I am struggling getting ok sound quality from esp32 using bluetooth when 2 or more voices are played. It sounds so distorted. I made an android app to send and play midi messages on the esp. The app works fine. Im not using dac just onboard bluetooth and pin 25 with capacitor and 2w 64 ohm speaker.
#define AUDIO_RATE 44100
#define MOZZI_AUDIO_CHANNEL_1_PIN 25 // DAC1 (GPIO 25)
::::
Copy the ESP32 sound post from "I am struggling" to "64 ohm speaker.", swapping "speaker" for "buzzer".

__PROVIDED RECORDS__
::::
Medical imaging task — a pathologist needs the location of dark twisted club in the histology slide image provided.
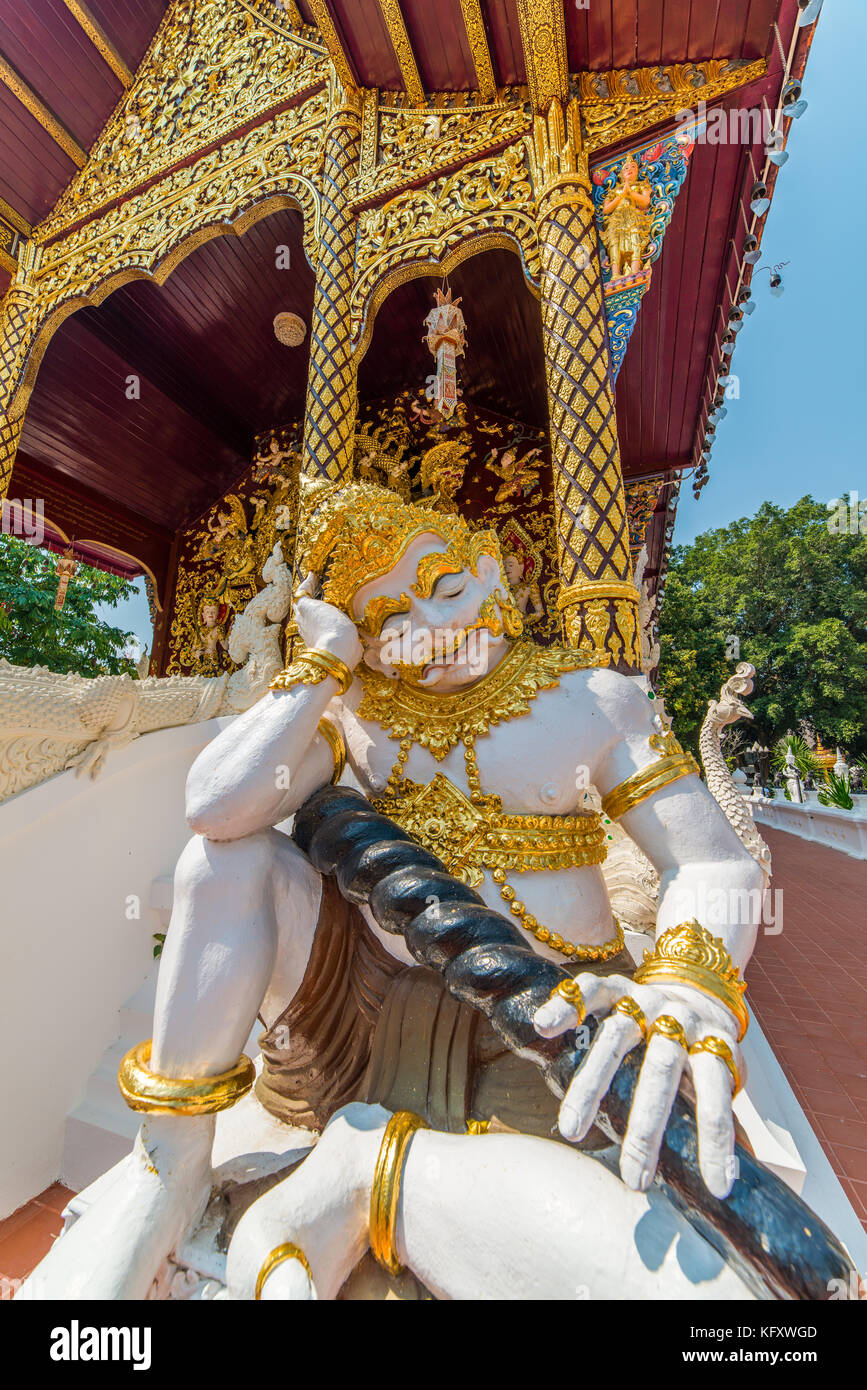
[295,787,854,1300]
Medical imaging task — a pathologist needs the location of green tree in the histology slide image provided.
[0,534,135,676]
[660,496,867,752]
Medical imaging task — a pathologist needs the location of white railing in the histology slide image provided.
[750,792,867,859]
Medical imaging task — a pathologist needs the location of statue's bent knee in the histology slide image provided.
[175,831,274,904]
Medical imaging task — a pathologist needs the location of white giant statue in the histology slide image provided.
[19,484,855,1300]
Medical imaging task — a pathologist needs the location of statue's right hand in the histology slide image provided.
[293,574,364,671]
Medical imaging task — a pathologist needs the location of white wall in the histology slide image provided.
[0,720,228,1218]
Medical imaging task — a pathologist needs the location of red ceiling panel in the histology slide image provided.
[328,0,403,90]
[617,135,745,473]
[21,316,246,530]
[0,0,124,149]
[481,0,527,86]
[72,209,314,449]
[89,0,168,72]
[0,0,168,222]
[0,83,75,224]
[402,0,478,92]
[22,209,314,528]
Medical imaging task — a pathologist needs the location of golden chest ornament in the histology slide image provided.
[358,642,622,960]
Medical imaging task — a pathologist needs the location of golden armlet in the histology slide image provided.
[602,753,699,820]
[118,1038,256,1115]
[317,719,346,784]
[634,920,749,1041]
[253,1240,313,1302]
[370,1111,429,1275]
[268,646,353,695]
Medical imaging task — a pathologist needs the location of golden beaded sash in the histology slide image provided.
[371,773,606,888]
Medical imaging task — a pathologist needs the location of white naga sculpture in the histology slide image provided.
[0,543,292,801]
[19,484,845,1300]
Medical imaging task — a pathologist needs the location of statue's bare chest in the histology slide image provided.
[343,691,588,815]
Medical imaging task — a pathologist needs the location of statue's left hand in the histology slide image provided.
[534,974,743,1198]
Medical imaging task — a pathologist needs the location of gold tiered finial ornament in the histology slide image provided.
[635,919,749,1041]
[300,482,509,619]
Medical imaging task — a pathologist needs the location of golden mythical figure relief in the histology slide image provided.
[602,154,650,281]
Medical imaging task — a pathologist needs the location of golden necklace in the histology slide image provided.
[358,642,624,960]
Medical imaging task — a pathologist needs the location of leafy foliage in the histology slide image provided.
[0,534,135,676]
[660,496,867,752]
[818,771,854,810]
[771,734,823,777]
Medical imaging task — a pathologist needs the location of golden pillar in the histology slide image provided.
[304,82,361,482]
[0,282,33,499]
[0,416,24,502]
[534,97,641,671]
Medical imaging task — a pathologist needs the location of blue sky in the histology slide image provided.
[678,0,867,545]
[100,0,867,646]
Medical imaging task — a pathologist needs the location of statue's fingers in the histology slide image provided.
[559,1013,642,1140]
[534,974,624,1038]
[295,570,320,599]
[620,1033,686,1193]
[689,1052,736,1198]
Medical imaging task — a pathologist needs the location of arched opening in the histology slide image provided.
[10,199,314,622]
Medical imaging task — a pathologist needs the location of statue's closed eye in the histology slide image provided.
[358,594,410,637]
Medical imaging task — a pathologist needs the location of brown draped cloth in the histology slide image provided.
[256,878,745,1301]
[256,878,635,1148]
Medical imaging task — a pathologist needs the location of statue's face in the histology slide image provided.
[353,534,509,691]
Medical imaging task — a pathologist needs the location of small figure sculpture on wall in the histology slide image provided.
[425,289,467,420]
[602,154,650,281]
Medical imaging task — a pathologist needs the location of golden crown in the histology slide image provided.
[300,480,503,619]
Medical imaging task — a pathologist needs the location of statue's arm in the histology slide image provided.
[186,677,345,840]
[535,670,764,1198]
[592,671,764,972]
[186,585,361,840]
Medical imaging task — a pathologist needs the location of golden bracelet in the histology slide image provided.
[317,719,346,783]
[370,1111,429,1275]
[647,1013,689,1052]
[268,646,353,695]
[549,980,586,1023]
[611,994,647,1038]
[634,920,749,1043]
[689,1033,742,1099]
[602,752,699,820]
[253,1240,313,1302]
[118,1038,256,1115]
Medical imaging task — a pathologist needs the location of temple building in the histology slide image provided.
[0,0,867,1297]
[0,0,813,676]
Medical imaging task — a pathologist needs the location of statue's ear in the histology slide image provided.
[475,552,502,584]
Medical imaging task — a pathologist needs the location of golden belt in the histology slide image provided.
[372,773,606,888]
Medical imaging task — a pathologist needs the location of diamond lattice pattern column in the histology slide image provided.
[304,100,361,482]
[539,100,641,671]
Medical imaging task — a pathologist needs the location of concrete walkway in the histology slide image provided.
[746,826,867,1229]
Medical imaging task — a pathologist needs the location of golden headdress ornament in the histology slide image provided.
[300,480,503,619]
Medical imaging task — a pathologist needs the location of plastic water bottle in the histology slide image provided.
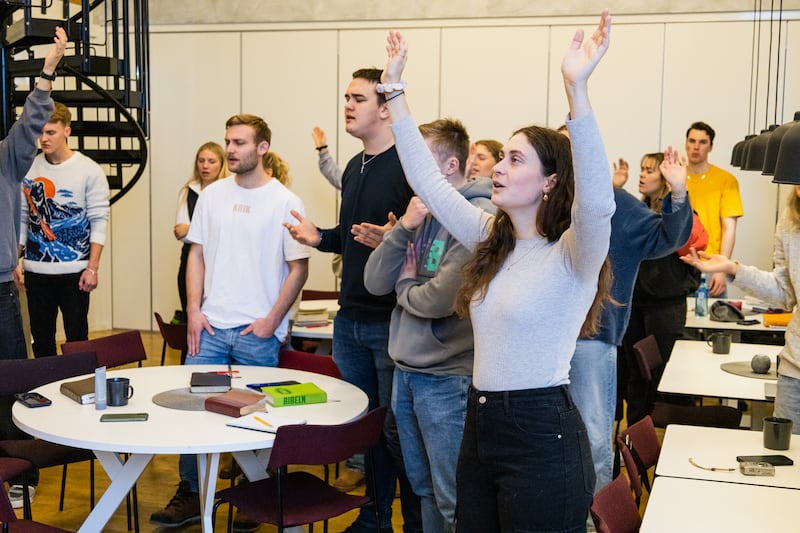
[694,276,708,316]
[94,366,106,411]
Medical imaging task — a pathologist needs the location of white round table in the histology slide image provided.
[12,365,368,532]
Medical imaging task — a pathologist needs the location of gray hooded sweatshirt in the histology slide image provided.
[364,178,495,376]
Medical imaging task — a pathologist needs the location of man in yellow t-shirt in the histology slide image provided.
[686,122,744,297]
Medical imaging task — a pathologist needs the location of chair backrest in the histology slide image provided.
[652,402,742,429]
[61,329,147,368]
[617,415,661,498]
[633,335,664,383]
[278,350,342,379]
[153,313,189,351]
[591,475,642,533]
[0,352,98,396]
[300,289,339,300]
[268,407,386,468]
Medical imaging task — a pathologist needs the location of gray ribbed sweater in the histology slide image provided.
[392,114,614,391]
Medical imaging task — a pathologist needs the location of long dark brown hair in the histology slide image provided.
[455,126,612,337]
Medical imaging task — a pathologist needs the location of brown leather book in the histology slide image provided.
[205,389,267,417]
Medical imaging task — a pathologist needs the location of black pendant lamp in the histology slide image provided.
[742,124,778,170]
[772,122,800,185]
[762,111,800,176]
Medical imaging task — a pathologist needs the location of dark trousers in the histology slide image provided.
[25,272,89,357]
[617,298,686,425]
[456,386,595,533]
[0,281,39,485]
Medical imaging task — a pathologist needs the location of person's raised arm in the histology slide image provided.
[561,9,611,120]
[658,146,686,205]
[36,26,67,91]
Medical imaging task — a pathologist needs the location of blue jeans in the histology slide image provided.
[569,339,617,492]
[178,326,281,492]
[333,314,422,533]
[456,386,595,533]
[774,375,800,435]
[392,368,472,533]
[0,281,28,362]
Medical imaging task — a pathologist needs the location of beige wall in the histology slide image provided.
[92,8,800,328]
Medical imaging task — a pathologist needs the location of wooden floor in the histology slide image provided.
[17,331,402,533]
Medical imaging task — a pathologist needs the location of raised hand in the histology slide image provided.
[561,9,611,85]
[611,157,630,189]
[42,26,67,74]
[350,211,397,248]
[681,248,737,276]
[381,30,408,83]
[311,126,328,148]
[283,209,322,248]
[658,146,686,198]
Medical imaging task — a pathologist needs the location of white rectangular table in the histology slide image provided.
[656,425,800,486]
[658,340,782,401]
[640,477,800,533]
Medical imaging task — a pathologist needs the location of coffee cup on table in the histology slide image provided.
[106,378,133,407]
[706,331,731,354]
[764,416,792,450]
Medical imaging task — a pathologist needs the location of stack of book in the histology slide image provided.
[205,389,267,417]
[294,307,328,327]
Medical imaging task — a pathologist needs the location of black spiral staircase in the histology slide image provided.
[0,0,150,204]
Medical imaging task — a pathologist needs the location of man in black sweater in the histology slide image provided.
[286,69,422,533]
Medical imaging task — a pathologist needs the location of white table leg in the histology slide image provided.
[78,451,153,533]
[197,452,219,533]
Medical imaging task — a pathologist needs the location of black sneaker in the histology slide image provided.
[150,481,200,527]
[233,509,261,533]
::::
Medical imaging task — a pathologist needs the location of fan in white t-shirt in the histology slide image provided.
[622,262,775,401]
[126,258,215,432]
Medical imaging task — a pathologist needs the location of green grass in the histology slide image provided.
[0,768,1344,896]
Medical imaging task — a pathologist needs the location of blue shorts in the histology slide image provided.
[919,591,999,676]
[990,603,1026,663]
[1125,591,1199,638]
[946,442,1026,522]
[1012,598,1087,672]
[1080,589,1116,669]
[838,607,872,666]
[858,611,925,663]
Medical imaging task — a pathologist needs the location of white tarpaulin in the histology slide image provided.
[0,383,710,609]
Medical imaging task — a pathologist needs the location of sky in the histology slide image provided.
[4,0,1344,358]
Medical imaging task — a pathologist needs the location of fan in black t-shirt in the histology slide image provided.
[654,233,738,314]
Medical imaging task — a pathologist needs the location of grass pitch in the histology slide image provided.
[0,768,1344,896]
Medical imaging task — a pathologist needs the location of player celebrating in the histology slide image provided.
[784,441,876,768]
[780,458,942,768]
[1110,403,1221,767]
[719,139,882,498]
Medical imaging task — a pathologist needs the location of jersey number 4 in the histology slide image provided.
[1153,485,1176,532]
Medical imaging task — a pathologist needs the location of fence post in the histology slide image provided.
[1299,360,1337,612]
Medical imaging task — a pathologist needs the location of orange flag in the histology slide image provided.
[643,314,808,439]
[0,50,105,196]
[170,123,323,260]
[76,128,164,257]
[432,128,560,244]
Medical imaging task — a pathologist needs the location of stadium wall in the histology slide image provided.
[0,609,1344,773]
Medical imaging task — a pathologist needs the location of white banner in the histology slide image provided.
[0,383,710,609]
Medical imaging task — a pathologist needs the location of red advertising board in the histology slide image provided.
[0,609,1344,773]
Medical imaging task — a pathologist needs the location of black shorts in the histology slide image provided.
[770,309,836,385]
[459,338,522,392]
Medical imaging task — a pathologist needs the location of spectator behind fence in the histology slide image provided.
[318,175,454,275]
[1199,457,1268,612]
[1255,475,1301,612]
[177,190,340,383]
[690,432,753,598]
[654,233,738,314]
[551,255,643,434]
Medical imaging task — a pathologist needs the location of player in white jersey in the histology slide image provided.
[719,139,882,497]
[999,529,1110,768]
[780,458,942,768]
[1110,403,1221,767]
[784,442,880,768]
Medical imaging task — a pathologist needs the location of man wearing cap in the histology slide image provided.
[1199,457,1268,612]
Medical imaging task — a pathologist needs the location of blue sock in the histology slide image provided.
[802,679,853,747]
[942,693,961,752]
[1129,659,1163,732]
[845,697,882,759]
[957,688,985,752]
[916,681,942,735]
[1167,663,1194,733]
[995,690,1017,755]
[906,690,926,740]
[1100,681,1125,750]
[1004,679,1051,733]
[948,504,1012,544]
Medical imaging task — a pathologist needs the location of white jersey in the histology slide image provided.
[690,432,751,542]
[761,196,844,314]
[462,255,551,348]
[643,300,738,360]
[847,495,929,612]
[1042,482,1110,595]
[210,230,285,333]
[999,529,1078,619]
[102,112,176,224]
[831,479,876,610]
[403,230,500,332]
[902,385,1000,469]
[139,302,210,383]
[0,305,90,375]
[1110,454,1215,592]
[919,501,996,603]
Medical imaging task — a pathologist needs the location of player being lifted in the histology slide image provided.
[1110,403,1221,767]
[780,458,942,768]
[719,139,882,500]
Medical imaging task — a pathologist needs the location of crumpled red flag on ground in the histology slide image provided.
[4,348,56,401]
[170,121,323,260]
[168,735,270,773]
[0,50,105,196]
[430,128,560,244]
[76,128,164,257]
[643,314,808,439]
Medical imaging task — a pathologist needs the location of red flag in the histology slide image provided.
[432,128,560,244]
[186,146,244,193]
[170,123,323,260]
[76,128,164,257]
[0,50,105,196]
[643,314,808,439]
::::
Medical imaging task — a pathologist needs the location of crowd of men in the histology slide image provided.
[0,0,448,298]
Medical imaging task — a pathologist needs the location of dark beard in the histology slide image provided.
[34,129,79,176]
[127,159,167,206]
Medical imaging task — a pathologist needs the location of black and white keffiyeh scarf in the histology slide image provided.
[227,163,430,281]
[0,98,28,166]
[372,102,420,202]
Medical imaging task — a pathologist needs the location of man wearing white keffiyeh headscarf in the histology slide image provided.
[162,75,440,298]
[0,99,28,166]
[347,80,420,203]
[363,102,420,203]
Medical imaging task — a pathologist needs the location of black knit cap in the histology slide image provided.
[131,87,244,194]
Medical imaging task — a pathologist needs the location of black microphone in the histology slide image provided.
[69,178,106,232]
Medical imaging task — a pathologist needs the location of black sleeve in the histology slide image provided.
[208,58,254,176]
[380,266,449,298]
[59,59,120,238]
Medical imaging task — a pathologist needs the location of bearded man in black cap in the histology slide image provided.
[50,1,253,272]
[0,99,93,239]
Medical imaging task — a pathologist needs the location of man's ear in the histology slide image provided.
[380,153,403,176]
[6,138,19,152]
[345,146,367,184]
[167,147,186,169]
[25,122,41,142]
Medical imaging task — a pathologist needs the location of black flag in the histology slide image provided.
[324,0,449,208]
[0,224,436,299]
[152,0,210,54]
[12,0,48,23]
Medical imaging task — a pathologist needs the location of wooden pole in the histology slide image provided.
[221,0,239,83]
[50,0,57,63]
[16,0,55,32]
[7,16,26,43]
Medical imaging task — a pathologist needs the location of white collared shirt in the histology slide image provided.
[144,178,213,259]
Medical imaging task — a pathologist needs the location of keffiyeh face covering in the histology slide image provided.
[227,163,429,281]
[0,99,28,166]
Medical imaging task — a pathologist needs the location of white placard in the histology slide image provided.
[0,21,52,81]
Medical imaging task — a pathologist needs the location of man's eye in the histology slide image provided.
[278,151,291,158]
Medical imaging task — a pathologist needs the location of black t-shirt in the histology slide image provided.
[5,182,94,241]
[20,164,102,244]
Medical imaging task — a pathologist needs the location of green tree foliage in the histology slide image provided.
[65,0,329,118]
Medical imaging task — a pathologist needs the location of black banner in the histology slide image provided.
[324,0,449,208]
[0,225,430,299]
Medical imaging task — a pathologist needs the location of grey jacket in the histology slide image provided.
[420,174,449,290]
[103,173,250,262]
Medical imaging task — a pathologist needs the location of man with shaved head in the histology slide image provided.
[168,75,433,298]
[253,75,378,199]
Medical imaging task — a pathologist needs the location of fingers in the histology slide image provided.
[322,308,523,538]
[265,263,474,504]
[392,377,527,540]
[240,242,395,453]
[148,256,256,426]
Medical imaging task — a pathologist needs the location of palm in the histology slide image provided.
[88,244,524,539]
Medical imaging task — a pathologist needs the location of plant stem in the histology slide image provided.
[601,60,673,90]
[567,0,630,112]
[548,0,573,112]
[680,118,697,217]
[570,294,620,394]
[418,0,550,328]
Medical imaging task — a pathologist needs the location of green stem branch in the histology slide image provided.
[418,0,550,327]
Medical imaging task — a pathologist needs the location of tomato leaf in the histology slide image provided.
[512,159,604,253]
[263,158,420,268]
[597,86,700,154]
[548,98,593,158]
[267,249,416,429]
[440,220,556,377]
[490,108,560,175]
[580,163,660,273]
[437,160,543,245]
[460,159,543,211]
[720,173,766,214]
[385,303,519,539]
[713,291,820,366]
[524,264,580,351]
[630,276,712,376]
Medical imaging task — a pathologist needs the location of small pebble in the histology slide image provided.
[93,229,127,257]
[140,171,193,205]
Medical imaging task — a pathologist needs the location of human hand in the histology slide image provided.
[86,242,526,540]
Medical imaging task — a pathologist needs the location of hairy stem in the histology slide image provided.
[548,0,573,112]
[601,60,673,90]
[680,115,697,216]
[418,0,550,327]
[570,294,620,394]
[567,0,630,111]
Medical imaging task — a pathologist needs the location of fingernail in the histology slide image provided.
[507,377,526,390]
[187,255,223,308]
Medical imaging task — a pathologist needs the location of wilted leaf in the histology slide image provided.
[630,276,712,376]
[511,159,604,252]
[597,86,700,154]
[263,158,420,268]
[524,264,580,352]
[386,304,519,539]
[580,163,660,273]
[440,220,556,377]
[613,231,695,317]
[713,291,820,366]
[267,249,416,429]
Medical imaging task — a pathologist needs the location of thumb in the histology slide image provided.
::::
__ANSWER TO THIS PROBLEM__
I am struggling getting ok sound quality from esp32 using bluetooth when 2 or more voices are played. It sounds so distorted. I made an android app to send and play midi messages on the esp. The app works fine. Im not using dac just onboard bluetooth and pin 25 with capacitor and 2w 64 ohm buzzer.